TASK TO CARRY OUT. Copy out every row below word for word, keeping each line and its line breaks unchanged.

......

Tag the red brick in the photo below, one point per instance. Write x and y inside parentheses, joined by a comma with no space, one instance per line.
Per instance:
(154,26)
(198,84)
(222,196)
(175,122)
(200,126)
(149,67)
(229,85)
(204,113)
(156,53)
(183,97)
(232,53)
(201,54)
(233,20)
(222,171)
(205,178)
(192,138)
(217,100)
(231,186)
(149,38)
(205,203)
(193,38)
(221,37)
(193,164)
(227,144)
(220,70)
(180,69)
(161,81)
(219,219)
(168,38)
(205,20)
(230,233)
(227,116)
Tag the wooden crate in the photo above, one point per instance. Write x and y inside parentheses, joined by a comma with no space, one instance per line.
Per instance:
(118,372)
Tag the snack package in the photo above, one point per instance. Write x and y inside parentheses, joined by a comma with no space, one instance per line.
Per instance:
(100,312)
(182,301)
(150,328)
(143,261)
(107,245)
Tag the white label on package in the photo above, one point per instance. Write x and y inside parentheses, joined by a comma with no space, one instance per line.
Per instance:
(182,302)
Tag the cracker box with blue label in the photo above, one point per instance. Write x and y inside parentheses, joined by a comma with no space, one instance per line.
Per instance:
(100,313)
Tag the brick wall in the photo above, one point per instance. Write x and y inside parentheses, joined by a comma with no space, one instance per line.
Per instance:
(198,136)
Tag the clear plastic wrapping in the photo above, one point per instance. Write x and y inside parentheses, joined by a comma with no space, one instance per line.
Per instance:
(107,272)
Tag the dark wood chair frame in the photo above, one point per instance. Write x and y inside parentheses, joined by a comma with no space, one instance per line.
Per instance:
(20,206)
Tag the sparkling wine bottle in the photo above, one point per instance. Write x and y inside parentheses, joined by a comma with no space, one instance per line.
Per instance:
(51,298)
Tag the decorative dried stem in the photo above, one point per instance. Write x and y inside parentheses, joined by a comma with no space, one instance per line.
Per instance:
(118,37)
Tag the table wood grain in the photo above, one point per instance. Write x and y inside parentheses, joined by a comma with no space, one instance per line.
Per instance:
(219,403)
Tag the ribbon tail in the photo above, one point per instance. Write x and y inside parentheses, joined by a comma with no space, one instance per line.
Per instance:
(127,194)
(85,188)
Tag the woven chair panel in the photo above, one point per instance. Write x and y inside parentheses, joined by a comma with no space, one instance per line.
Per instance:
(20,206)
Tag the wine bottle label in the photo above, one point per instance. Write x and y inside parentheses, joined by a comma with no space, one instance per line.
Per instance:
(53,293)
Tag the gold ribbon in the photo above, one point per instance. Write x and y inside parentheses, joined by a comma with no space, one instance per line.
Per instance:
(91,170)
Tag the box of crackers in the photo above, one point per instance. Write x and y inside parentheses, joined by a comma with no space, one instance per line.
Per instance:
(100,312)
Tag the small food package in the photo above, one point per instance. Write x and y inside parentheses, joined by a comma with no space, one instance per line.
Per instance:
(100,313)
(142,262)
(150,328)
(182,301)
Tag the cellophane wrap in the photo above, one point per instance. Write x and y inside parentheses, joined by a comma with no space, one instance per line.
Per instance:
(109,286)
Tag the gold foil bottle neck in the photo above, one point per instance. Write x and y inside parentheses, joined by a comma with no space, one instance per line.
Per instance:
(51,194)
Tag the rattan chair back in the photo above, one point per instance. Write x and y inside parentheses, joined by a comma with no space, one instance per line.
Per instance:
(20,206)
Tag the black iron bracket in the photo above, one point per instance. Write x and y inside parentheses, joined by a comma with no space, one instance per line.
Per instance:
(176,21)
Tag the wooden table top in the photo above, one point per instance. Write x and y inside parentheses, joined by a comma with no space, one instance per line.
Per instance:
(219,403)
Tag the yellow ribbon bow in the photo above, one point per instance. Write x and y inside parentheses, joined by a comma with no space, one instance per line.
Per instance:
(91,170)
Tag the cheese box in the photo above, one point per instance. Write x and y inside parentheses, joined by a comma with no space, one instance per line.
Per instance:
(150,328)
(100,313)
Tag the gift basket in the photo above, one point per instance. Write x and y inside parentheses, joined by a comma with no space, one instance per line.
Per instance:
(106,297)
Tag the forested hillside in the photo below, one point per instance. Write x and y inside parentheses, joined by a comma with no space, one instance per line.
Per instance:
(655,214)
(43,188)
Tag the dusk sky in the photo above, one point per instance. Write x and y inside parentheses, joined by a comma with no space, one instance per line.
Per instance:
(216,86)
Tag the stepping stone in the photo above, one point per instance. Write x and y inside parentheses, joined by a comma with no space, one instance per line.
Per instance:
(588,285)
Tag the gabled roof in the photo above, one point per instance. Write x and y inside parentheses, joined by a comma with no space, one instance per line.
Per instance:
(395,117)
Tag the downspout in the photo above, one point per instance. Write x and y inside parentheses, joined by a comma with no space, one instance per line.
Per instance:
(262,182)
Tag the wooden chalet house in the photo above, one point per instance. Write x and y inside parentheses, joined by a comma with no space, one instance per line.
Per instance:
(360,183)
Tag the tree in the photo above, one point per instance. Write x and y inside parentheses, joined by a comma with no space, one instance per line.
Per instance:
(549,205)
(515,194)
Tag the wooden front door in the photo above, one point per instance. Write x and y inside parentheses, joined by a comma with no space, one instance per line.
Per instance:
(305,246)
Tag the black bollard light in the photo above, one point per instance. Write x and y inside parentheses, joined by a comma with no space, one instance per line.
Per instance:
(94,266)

......

SOLUTION FOR THIS EXERCISE.
Tag the red brick in the photo below, one point per instance. Write x and y inside parentheses, joined by a comma with no space, one instance per line.
Per instance:
(154,26)
(198,84)
(222,196)
(175,122)
(200,126)
(149,67)
(229,85)
(204,113)
(156,53)
(183,97)
(232,53)
(201,54)
(233,20)
(222,171)
(205,178)
(192,138)
(217,100)
(231,186)
(149,38)
(205,203)
(193,38)
(221,37)
(193,164)
(227,144)
(220,70)
(180,69)
(161,81)
(219,219)
(168,38)
(205,20)
(230,233)
(227,116)
Tag the wooden crate in the photo above, one point per instance. Write x and y inside parentheses, joined by a comma with no space, one instance per line.
Per instance:
(118,372)
Tag the snack package in the photo above, one point per instance. Write x and y inside parentheses, joined by a comma with no space, one instance per line.
Per instance:
(100,312)
(182,301)
(150,328)
(143,261)
(107,245)
Tag the white label on package in the photo above, one point per instance. Write x and y inside parentheses, joined by a comma with no space, one instance per line.
Per instance:
(182,302)
Tag the cracker box with blue label in the photo above, one point per instance. Write x and y inside parentheses, joined by a comma with no space, one instance per line.
Per instance:
(100,313)
Tag the brick wall in the photo above, one point per instance. Write x and y inside parentheses, joined by a comma with no space, one instance per line.
Per instance:
(198,136)
Tag the clear plastic wrapping in the photo above, one point per instance. Write x and y inside parentheses, joined by a comma with no space, one instance per line.
Per instance:
(107,272)
Tag the dark wood chair frame in the photo above, one point per instance. Write x and y inside parentheses, joined by a comma with no space, one instance per line.
Per instance:
(20,206)
Tag the sparkling wine bottle in the photo above, one point per instance. Write x and y inside parentheses, joined by a comma with no space, one instance per line.
Per instance:
(51,298)
Tag the decorative dried stem in the photo above, one point per instance. Write x and y inside parentheses, joined by a comma with no space, one instance per line.
Per instance:
(118,37)
Tag the table wood grain in the photo above, one point per instance. Write x and y inside parentheses, joined by a comma with no space, one instance per line.
Per instance:
(219,403)
Tag the ribbon tail in the photo above, one point per instance. Write x and y inside parentheses, joined by a comma with no space, one instance per line.
Per instance:
(127,194)
(85,188)
Tag the woven chair panel in the photo above, one point per instance. Write x and y inside parentheses, joined by a comma with no space, one instance per line.
Per instance:
(20,206)
Tag the wine bottle label in the photo above, one point per instance. Write x and y inside parentheses, joined by a comma with no space, one instance per line.
Per instance:
(53,293)
Tag the gold ribbon in the photo above, one point per instance. Write x and y inside parentheses, joined by a comma with no space, one instance per line.
Per instance:
(91,170)
Tag the box of crackers in the photo above, one point per instance. Write x and y inside parentheses, joined by a comma with no space, one instance per line.
Per instance:
(100,312)
Tag the small food package in the photo above, one point per instance. Write x and y inside parentheses, joined by a comma with no space, one instance per line.
Per instance:
(100,313)
(142,262)
(150,328)
(182,301)
Tag the cellophane wrap in the photo above, one point per instance. Write x and y inside parentheses, joined by a comma with no space, one instance per line.
Per instance:
(109,286)
Tag the gold foil bottle neck in the photo above, one point per instance. Write x and y inside parentheses, joined by a comma with no space, one instance per line.
Per instance:
(51,194)
Tag the rattan chair back in the photo above, one point per instance. Write x and y inside parentheses, joined by a comma with no space, one instance per line.
Per instance:
(20,206)
Tag the black iron bracket in the photo above, one point per instance. Write x and y inside parentheses, joined by a comma with no space, one instance per line.
Per instance:
(176,21)
Tag the wooden table top in the photo above, one point per instance. Write x and y inside parentheses, joined by a comma with no space, one instance per line.
Per instance:
(219,403)
Tag the yellow ribbon bow in the photo above, one point per instance. Write x and y inside parentheses, joined by a comma with no space, one instance per line.
Per instance:
(91,170)
Tag the cheese box in the photo above, one point per instance. Write x and y inside parentheses, joined by a comma with no space, one instance per line.
Per instance:
(150,328)
(100,313)
Tag the gift basket in the photo above, one point per instance. Write x and y inside parentheses, joined by a comma with no space, one instance per line.
Per instance:
(106,297)
Tag the forested hillside in the photo below, one point per instance. Write x and y inside parentheses, joined by a comma with no space, one instance per line.
Per instance:
(655,214)
(43,188)
Tag the dusk sky in the photo above, one point per instance. Write x and y inside parentheses, joined by a comma with no space, one instance per line.
Per instance:
(216,86)
Tag the stepping stone in the photo above, one point per instance. Write x and y inside parentheses, joined by a comma with no space, one instance per line.
Per instance:
(588,285)
Tag the gabled roof in the photo above, one point per instance. Write x and y inside parentheses, joined by a comma with no space, one instance per line.
Per instance:
(395,117)
Tag the downspout in the photo above, one point per instance. Write x and y inside parentheses, joined by a comma with no space, one instance per line.
Per instance:
(262,182)
Tag the wooden chalet house in the photo above, one point per instance. Write x and y inside parentheses, joined by a comma with no space, one instance per line.
Per instance:
(360,183)
Tag the tree in the photo above, one point per instance. Write x and y inside parentheses, joined by a comma with no space, one instance per line.
Per instance:
(549,205)
(515,194)
Tag the wooden front door in the photo above, one point per instance. Write x and y inside parentheses, joined by a comma with no space, one instance per line.
Per instance:
(305,246)
Tag the black bollard light in the photo above, one point per instance. Write x and y inside parentheses, joined by a comma with no space, one instance per line.
Per instance:
(94,266)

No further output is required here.